• **To do**:
Put every line of the records below into a JSON list of strings, one string per line, leaving out blank lines.

— Start —

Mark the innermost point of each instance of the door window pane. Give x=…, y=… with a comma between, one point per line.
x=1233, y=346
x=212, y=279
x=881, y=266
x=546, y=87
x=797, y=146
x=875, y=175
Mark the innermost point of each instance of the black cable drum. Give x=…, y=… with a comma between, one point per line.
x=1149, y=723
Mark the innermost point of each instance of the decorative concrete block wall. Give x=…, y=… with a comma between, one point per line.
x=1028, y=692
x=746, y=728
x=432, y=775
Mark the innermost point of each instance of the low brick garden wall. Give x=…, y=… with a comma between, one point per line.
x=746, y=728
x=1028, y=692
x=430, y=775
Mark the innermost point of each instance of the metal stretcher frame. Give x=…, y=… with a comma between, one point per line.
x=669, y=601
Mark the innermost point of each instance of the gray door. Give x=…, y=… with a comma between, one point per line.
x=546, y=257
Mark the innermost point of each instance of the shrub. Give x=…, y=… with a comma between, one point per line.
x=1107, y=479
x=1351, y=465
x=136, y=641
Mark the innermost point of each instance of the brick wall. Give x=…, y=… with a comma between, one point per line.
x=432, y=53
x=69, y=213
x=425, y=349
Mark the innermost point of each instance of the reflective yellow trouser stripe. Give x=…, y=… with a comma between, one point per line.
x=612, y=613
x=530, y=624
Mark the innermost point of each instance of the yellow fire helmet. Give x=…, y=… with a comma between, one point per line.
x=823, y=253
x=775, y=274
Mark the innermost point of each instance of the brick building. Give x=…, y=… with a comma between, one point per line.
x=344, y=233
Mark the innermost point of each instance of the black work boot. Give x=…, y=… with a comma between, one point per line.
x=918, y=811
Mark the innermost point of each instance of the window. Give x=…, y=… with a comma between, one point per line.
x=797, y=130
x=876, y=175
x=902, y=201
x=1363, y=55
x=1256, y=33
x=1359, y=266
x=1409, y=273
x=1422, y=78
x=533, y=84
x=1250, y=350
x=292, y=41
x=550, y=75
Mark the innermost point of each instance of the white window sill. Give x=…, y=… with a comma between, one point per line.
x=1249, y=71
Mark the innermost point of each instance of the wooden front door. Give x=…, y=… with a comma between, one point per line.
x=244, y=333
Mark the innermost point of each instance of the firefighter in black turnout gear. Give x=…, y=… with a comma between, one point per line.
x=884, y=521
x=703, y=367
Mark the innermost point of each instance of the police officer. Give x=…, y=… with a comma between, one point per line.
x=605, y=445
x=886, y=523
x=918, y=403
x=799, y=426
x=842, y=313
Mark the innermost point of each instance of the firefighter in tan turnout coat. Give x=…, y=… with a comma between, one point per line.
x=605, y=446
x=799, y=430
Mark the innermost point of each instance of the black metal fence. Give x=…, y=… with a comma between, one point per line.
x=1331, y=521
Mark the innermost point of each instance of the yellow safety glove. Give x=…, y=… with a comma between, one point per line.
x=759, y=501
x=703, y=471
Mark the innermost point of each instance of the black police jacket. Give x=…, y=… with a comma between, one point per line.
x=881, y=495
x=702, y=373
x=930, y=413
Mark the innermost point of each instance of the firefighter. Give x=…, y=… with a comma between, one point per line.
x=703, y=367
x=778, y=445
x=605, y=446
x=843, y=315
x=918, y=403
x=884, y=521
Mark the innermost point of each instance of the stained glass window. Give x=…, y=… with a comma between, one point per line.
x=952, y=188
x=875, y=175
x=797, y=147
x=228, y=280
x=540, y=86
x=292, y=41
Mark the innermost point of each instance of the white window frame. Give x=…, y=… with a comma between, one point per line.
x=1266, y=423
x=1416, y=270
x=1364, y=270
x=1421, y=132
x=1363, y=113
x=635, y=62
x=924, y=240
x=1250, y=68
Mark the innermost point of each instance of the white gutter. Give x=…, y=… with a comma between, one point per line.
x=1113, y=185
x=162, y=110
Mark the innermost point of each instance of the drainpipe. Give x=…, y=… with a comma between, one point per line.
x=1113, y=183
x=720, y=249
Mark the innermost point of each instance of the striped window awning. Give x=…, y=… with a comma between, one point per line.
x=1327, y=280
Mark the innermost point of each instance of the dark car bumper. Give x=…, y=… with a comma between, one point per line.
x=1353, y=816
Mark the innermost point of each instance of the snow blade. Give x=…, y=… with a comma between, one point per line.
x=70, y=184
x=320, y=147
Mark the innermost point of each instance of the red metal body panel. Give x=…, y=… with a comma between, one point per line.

— End —

• **Finished task**:
[
  "Mark the innermost point of each instance of the door window pane. Give x=…, y=… with a comma between, one point per line.",
  "x=1233, y=346",
  "x=212, y=279",
  "x=881, y=266",
  "x=546, y=87",
  "x=797, y=146",
  "x=875, y=175",
  "Mark the innermost point of each instance of the black cable drum. Give x=…, y=… with a comma between, one point per line.",
  "x=1149, y=723",
  "Mark the innermost point of each instance of the decorative concrete block wall. Give x=…, y=… with a comma between, one point per line.",
  "x=1028, y=692",
  "x=746, y=728",
  "x=432, y=775",
  "Mark the innermost point of each instance of the low brick garden wall. Give x=…, y=… with a comma between, one point per line.",
  "x=746, y=728",
  "x=1028, y=692",
  "x=430, y=775",
  "Mark the innermost point of each instance of the metal stretcher frame. Give x=…, y=… with a comma between, one point per line.",
  "x=669, y=601",
  "Mark the innermost point of each instance of the gray door. Give x=…, y=… with a comma between, one point per line.",
  "x=546, y=257",
  "Mark the innermost point of each instance of the shrub. Give x=…, y=… with a comma between, one point per line.",
  "x=1107, y=479",
  "x=1351, y=465",
  "x=136, y=641",
  "Mark the innermost point of each instance of the brick wall. Give x=…, y=… with a comma between, one point per line.",
  "x=432, y=53",
  "x=69, y=213",
  "x=425, y=349",
  "Mark the innermost point of each instance of the reflective yellow trouser stripe. Give x=…, y=… with a comma between, one point per line.",
  "x=612, y=613",
  "x=530, y=624",
  "Mark the innermost point of each instance of the yellow fire helmet. Give x=…, y=… with a comma between, one point per line.",
  "x=823, y=253",
  "x=775, y=274",
  "Mark the innermost point of each instance of the brick building. Give x=…, y=… with a comma between, one point per line.",
  "x=344, y=233",
  "Mark the innermost point of each instance of the black work boot. Give x=…, y=… with a comma between, one point per line.",
  "x=918, y=811",
  "Mark the innermost point of each instance of the window. Give x=…, y=… with a comma between, one point per line.",
  "x=797, y=130",
  "x=876, y=175",
  "x=902, y=201",
  "x=1363, y=55",
  "x=1256, y=33",
  "x=1359, y=266",
  "x=1409, y=273",
  "x=1422, y=78",
  "x=533, y=84",
  "x=1250, y=350",
  "x=292, y=41",
  "x=550, y=75",
  "Mark the innermost point of each instance of the white window sill. Give x=…, y=… with a comma between, one point per line.",
  "x=1249, y=71",
  "Mark the innermost point of each instance of the wooden front door. Give x=…, y=… with a comma between, one point per line.",
  "x=244, y=333",
  "Mark the innermost point of each instance of the firefighter in black turnout gear. Give x=…, y=… with a comma between, one point per line.",
  "x=884, y=521",
  "x=703, y=367",
  "Mark the innermost point of each instance of the police officer. Give x=…, y=… with a comma between, one point per line.",
  "x=605, y=445",
  "x=886, y=523",
  "x=918, y=403",
  "x=799, y=426",
  "x=842, y=313",
  "Mark the innermost point of each instance of the firefighter in tan turnout coat. Give x=…, y=… with a comma between, one point per line.",
  "x=605, y=446",
  "x=799, y=430",
  "Mark the innermost point of each instance of the black metal fence. Give x=…, y=… with a comma between, one point per line.",
  "x=1331, y=521",
  "Mark the innermost point of each instance of the yellow safety glove. Give x=…, y=… with a comma between, one point per line.",
  "x=759, y=501",
  "x=703, y=471",
  "Mark the innermost point of each instance of the black police jacket. Give x=…, y=… with a comma between, one point per line.",
  "x=881, y=495",
  "x=702, y=373",
  "x=930, y=413",
  "Mark the innermost point of each instance of the firefighter. Give x=…, y=… with a comma between, one point per line.",
  "x=703, y=367",
  "x=778, y=445",
  "x=605, y=446",
  "x=843, y=315",
  "x=918, y=403",
  "x=884, y=521",
  "Mark the innermost point of each instance of the stained glass window. Give x=…, y=… with a comma between, one point per line.",
  "x=952, y=188",
  "x=875, y=175",
  "x=797, y=147",
  "x=228, y=280",
  "x=540, y=86",
  "x=292, y=41",
  "Mark the innermost point of each instance of the white window frame. Give x=…, y=… with a comma between, one point per line.",
  "x=1266, y=423",
  "x=1416, y=270",
  "x=1364, y=270",
  "x=1421, y=132",
  "x=1363, y=113",
  "x=635, y=62",
  "x=924, y=240",
  "x=1250, y=68",
  "Mark the innermost point of each instance of the white gutter. Give x=…, y=… with a comma between, one point per line.",
  "x=1113, y=185",
  "x=162, y=110",
  "Mark the innermost point of each instance of the drainpipe. Give x=…, y=… with a comma between, one point per line.",
  "x=1113, y=183",
  "x=720, y=249",
  "Mark the innermost point of each instance of the striped window awning. Give x=…, y=… with a comma between, one point per line.",
  "x=1327, y=280",
  "Mark the innermost point of each instance of the dark car bumper. Give x=…, y=… with a comma between, one point per line.",
  "x=1353, y=816",
  "Mark the innermost point of each instance of the snow blade. Give x=…, y=… with a comma between, one point per line.",
  "x=70, y=184",
  "x=320, y=147",
  "Mark the innermost point of each instance of the red metal body panel. Give x=…, y=… with a comma between, one point per line."
]